*GOAL:*
Can you quote every one of the entries below verbatim?
····················
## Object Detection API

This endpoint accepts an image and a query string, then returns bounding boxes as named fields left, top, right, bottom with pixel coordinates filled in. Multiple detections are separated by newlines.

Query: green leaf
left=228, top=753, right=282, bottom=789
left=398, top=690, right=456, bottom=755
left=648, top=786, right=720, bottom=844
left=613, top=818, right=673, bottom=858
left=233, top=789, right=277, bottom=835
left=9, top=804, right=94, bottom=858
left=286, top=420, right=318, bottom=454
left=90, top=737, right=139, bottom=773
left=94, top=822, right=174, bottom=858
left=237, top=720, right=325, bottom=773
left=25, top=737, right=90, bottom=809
····················
*COMPLETE RESPONSE:*
## Object Detection API

This endpoint accepts an image and a query string, then returns bounding boxes as named fields left, top, right, bottom with pixel coordinates filled in. Multiple detections are separated by newlines.

Query: green leaf
left=228, top=753, right=282, bottom=789
left=398, top=690, right=456, bottom=755
left=648, top=786, right=720, bottom=844
left=613, top=818, right=673, bottom=858
left=233, top=789, right=277, bottom=835
left=9, top=804, right=94, bottom=858
left=286, top=420, right=318, bottom=454
left=90, top=737, right=139, bottom=773
left=94, top=822, right=174, bottom=858
left=237, top=720, right=325, bottom=773
left=25, top=737, right=90, bottom=809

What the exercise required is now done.